Task details ::
Pick out every line in the records that contains the word "list" and copy each of those lines. Case counts.

--- start Given records ---

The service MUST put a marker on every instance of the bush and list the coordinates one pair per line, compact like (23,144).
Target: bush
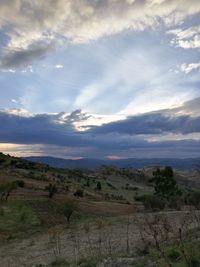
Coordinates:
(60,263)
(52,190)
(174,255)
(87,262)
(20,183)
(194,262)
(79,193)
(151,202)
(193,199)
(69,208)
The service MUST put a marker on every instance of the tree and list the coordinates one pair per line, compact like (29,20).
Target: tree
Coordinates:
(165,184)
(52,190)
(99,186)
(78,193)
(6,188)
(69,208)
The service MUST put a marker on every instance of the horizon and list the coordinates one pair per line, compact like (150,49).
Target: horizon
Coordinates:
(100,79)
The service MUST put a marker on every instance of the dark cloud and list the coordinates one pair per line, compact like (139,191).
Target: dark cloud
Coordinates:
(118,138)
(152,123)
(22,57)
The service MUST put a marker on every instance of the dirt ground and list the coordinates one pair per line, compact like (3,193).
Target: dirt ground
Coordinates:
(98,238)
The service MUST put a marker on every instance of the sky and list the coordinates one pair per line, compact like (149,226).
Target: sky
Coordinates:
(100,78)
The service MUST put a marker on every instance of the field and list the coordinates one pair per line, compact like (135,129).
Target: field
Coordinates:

--- end Given records ---
--- start Given records ---

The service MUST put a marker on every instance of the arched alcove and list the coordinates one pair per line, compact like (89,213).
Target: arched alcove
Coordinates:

--- end Given records ---

The completed task ::
The service MUST put a marker on every instance of the bush and list the coordinates one pair per line, compact like (23,144).
The service MUST put a marker on every instance of the tree and list the coordinates one pair per line, compact like (29,20).
The service MUST put a marker on every instance of the horizon and list the coordinates one pair per line, compact like (150,49).
The service MUST put a marker on every instance of the dark cloud and list the coordinates one pair per line, compact like (139,191).
The service MUST put a marker on every instance of the dirt ground and list the coordinates one pair per line, compact like (3,193).
The service MUST put a marker on every instance of the sky and list the coordinates one pair per line, compact like (149,226).
The service MUST put a marker on every instance of the field and list the coordinates one pair per line, compact like (135,129).
The service MUST put a marker on every instance of the arched alcove and list the coordinates one pair per line, compact like (89,213).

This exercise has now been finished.